-- Start of Dataset entries --
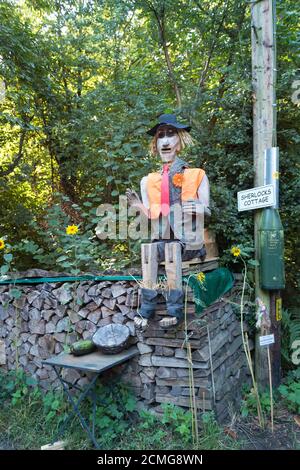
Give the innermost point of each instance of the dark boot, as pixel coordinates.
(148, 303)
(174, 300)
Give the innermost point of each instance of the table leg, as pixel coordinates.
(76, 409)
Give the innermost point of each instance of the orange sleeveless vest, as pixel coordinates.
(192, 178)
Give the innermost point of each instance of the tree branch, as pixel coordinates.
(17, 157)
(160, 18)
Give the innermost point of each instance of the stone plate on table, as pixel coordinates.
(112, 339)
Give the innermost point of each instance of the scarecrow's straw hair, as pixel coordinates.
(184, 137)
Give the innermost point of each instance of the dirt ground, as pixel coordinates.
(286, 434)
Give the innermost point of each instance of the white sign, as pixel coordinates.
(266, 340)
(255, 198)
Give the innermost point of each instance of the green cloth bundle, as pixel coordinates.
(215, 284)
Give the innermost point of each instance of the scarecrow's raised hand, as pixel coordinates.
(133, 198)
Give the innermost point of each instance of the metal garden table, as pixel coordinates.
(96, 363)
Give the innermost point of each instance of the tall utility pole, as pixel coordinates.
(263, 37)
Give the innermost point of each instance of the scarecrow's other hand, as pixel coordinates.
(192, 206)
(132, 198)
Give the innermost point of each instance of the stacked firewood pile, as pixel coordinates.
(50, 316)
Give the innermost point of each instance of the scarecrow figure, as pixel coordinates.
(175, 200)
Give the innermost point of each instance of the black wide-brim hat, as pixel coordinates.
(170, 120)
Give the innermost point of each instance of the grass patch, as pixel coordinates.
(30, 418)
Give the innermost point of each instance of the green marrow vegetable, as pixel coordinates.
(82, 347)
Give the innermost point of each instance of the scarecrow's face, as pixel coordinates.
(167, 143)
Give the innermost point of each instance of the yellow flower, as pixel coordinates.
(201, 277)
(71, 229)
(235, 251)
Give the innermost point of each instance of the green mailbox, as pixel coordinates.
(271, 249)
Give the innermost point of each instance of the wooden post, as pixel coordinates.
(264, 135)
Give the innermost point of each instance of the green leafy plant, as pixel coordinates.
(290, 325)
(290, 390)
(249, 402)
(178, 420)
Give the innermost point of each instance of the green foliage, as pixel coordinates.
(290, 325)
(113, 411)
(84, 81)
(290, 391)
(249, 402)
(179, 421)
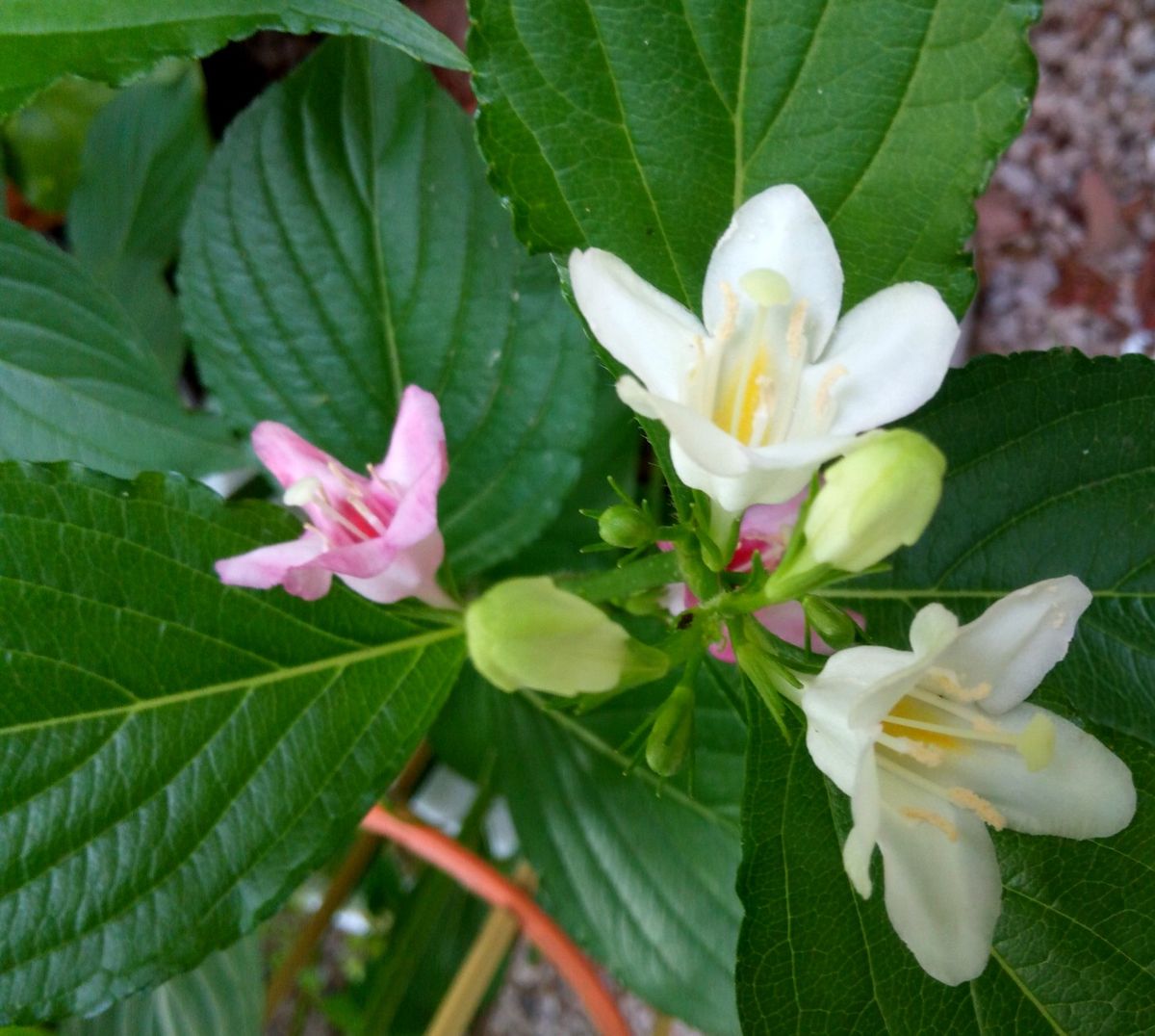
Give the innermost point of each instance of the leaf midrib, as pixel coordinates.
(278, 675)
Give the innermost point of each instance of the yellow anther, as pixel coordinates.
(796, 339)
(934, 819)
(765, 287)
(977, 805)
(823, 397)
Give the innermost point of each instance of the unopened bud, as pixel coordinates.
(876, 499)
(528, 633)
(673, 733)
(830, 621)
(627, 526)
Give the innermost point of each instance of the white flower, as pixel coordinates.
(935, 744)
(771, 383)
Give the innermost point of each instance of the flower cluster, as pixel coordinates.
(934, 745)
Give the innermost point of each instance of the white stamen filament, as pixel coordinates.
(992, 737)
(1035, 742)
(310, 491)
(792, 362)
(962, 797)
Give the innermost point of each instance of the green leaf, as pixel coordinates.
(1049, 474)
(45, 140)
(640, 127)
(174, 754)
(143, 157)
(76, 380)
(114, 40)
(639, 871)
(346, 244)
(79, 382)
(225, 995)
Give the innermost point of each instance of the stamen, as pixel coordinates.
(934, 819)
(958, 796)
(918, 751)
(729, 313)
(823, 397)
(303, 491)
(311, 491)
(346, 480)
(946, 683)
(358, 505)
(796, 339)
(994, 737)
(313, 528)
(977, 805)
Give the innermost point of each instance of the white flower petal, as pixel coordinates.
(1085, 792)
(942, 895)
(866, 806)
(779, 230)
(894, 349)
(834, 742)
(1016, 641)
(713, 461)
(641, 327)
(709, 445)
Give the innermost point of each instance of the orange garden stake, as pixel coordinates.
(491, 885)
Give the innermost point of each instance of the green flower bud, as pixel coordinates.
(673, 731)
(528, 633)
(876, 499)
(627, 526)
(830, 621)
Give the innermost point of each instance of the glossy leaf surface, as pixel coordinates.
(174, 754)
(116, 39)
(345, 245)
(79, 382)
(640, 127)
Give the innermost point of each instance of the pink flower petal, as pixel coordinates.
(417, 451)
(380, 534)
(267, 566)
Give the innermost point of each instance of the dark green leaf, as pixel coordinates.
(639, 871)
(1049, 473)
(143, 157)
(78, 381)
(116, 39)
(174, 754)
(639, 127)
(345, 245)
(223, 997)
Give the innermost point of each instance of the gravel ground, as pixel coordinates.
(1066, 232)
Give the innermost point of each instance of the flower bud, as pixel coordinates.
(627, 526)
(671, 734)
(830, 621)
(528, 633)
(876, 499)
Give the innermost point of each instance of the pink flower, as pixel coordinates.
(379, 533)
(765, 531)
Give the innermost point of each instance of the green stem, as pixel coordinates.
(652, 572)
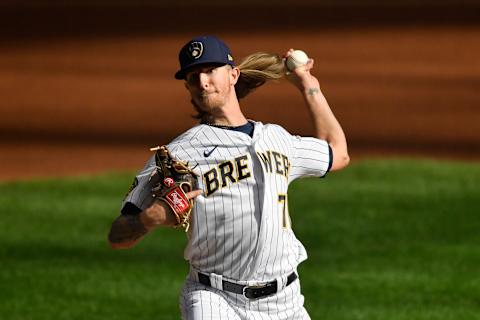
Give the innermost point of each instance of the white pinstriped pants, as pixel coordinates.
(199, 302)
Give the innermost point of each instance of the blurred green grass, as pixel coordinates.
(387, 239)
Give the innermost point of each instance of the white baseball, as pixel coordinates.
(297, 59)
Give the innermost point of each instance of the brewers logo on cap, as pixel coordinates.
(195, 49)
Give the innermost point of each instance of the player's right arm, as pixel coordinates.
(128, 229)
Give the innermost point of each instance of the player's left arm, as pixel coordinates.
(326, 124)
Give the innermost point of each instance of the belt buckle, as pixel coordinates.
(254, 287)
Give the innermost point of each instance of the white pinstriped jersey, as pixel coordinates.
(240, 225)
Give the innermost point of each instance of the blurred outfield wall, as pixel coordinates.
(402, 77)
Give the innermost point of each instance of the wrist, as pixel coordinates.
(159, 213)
-- End of Dataset entries --
Directions for this task
Copy the material exactly. Do not include the pictures.

Answer to the exercise
Give the innermost point of each instance of the dark boot, as pixel coordinates.
(148, 303)
(174, 300)
Give the innermost point of each instance of the table leg, as pixel coordinates.
(76, 409)
Give the innermost point of each instance of the orange sleeveless vest, as pixel coordinates.
(192, 178)
Give the innermost point of each instance of the tree branch, as pixel coordinates.
(17, 157)
(160, 18)
Give the innermost point of each instance of the stone plate on table, as pixel coordinates.
(112, 339)
Give the innermost point of each instance of the scarecrow's straw hair, as pixel coordinates.
(184, 137)
Give the innermost point of each instance of the dirt ground, as pixel coordinates.
(286, 434)
Give the innermost point of each instance of the white sign, as pixel coordinates.
(266, 340)
(255, 198)
Give the innermost point of each instance of the green cloth bundle, as pixel coordinates.
(215, 284)
Give the innermost point of each instance of the scarecrow's raised hand, as pixel coordinates.
(133, 198)
Give the innermost point of each instance of the metal garden table, as pixel coordinates.
(96, 363)
Give the innermost point of each instance of the tall utility pole, as pixel coordinates.
(263, 37)
Give the innermost point of each instance of the scarecrow's other hand, as pixel coordinates.
(192, 206)
(132, 198)
Give the innermost point of each instance of the stacked firewood pile, as pixel coordinates.
(50, 316)
Give the innermost point of each instance of the scarecrow figure, as pixel coordinates.
(175, 200)
Give the innermost point of each instance of the black wide-brim hat, as pixel coordinates.
(170, 120)
Give the innermost point of each instance of the grass patch, as pixel coordinates.
(30, 418)
Give the innermost point of each instance of the green marrow vegetable, as pixel coordinates.
(82, 347)
Give the innermost point of each instance of the scarecrow's face, as pixel coordinates.
(167, 143)
Give the innermost point of each instance of the yellow flower, as pixel coordinates.
(201, 277)
(71, 229)
(235, 251)
Give the innermost point of each instance of the green mailbox, as pixel coordinates.
(271, 249)
Give the innermost point of each instance of the wooden post, as pixel coordinates.
(264, 135)
Give the innermost point of each instance of the green leafy plant, as pixel coordinates.
(290, 325)
(290, 390)
(249, 402)
(178, 420)
Give the innermost point of each instance of the green foliage, as pixel coordinates.
(290, 325)
(113, 411)
(84, 81)
(290, 391)
(249, 402)
(179, 421)
Give the innermost point of each instance of the leaf midrib, as pixel coordinates.
(278, 675)
Give the innermost point of each instance of the yellow anther, as pixel coordinates.
(796, 339)
(934, 819)
(765, 287)
(977, 805)
(823, 397)
Give the innermost point of each instance of the unopened bud, as pixel coordinates.
(876, 499)
(528, 633)
(673, 733)
(830, 621)
(627, 526)
Give the innermost point of each instance of the white flower, as pixel coordinates.
(935, 744)
(771, 383)
Give the innermost point of each instance of the flower cluster, as pixel coordinates.
(934, 745)
Give the innermost point of each instance of the white stamen filament, as pixel coordinates.
(992, 737)
(1035, 742)
(310, 491)
(792, 362)
(962, 797)
Give the innermost point of each instance of the green leaf, as pixel coordinates.
(1049, 474)
(45, 140)
(640, 127)
(174, 754)
(143, 157)
(76, 380)
(114, 40)
(639, 871)
(346, 244)
(79, 382)
(225, 995)
Give the innermost point of each instance of the stamen, as pixel coordinates.
(934, 819)
(958, 796)
(918, 751)
(729, 313)
(823, 397)
(303, 491)
(311, 491)
(346, 480)
(946, 683)
(358, 505)
(796, 339)
(994, 737)
(313, 528)
(977, 805)
Give the innermost point of each instance of the white flower petal, as pixel coordinates.
(1085, 792)
(942, 895)
(866, 806)
(779, 230)
(894, 349)
(834, 742)
(1016, 641)
(713, 461)
(641, 327)
(709, 445)
Give the innermost point of each instance of the orange garden stake, as pixel coordinates.
(491, 885)
Give the innermost point of each instance of the green flower bud, as pixel coordinates.
(673, 731)
(528, 633)
(876, 499)
(627, 526)
(830, 621)
Give the innermost point of each instance of the glossy leaf surface, as pixel coordinates.
(174, 754)
(116, 39)
(345, 245)
(79, 382)
(640, 127)
Give the innermost point of each instance of the pink flower petal, as pixel coordinates.
(417, 451)
(380, 534)
(267, 566)
Give the innermost point of each instance of the dark green leaf, as pixel coordinates.
(639, 871)
(1049, 473)
(143, 157)
(78, 381)
(116, 39)
(174, 754)
(639, 127)
(345, 245)
(223, 997)
Give the innermost point of each instance of the gravel ground, as pixel coordinates.
(1066, 232)
Give the innermost point of each instance of the flower bud, as pixel coordinates.
(627, 526)
(671, 734)
(830, 621)
(528, 633)
(876, 499)
Give the innermost point of each instance of the pink flower, as pixel coordinates.
(379, 533)
(765, 531)
Give the innermost point of each instance of the green stem, as pixel coordinates.
(652, 572)
Give the innermost point of each instance of the white pinstriped pants, as pixel coordinates.
(199, 302)
Give the innermost point of each instance of the blurred green grass, as pixel coordinates.
(387, 239)
Give the innermost point of each instance of the white baseball, as pixel coordinates.
(297, 59)
Give the innermost point of each instance of the brewers logo on cap, as pixel coordinates.
(195, 49)
Give the innermost point of each instance of the player's right arm, as pixel coordinates.
(128, 229)
Give the innermost point of each instance of the player's left arm, as pixel coordinates.
(326, 124)
Give the innermost point of each instance of the belt buckle, as pixel coordinates.
(254, 287)
Give the innermost point of each instance of the white pinstriped jersey, as pixel coordinates.
(240, 225)
Give the innermost point of each instance of the blurred outfield wall, as pixel coordinates.
(402, 77)
Give the innermost point of each instance of the wrist, as pixel coordinates.
(159, 213)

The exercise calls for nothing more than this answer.